◆ **DIRECTIONS FOR THIS TASK**
Return the entries below word for word, leaving out the pictures.

(Dataset excerpts on object pointing)
--- begin ---

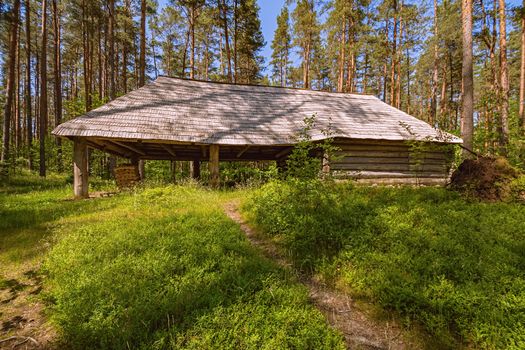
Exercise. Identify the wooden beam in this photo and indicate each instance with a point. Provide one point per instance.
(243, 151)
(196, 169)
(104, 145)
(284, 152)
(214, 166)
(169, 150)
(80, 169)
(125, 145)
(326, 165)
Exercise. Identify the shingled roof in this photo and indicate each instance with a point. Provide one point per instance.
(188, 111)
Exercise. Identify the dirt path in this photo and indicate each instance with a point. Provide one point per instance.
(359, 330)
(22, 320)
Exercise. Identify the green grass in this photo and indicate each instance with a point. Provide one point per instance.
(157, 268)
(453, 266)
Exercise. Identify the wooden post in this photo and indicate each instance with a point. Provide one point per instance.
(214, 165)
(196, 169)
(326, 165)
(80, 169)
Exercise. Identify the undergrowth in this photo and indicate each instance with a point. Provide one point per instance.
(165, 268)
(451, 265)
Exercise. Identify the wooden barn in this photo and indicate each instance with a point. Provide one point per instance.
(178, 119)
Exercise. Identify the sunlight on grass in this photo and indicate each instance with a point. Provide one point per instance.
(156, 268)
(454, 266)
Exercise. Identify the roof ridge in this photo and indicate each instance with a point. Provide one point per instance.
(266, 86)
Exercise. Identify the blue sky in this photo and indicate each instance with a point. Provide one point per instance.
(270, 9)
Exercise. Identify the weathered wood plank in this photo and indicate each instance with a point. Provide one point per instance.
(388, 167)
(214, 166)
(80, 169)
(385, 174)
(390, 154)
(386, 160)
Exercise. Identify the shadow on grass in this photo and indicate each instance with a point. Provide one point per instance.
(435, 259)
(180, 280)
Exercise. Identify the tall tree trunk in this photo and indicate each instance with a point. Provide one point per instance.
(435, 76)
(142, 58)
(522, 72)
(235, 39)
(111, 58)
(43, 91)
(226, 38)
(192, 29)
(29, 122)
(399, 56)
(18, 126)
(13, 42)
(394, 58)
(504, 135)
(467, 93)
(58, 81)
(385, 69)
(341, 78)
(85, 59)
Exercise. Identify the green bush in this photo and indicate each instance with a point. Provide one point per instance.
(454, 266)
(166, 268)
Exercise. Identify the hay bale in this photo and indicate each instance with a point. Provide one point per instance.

--- end ---

◆ **EXERCISE RESULT**
Exercise. Identify the wooden beam in this photo and indicate each instance with a point. Provide one point per instance.
(243, 151)
(196, 169)
(104, 145)
(284, 152)
(214, 166)
(169, 150)
(80, 169)
(125, 145)
(326, 165)
Exercise. Identify the shingled roof in this photo and indicate each instance with a point. Provide one point per instance.
(188, 111)
Exercise. Identify the dirt path in this photo and indicate each instance with a point. Provide one point per instance.
(359, 330)
(22, 320)
Exercise. Identify the green grass in this photo and indicate each instance with a point. Provide one point per instance.
(157, 268)
(453, 266)
Exercise. Identify the wooden post in this photo and indicate each instance with a point. Provide one point per instance.
(214, 165)
(196, 169)
(326, 165)
(80, 169)
Exercise. Identify the undergrowth in this photo and indicate each instance with a point. Provide one point per instance.
(165, 268)
(451, 265)
Exercise. Identify the wooden barn in this photo and indicate each instance with a point. Provide one point per instance.
(178, 119)
Exercise. Identify the sunlight on grass in this photo and indicate each instance with a point. Provide one point per instance.
(156, 268)
(454, 266)
Exercise. Identify the roof ridge in this photo and indicate each instance with a point. Provide one point per instance.
(266, 86)
Exercise. Identify the blue sky in this photo and indicate each instance with a point. Provide one point per instance.
(270, 9)
Exercise. Identify the weathered wood plank in this photo and indicate each instance with a point. Provide one point per instance.
(388, 167)
(214, 166)
(80, 169)
(385, 174)
(390, 154)
(386, 160)
Exercise. Identify the shadow on grass in this photo and indicate each instance with a point. Provide one point per instance.
(435, 259)
(180, 280)
Exercise. Identify the tall tree trunk in this photo and indicate each instance with a point. Provide one point per instance.
(435, 76)
(142, 58)
(522, 72)
(235, 39)
(111, 58)
(43, 91)
(226, 38)
(192, 29)
(29, 122)
(399, 56)
(18, 126)
(13, 42)
(394, 58)
(504, 135)
(467, 93)
(58, 81)
(385, 69)
(341, 78)
(85, 59)
Exercise. Identify the green bush in this photo and indicate each instance with a point. Provide one point per instance.
(454, 266)
(166, 268)
Exercise. Identify the hay bale in this photo and indicate each instance with a point. Provide one point per instance.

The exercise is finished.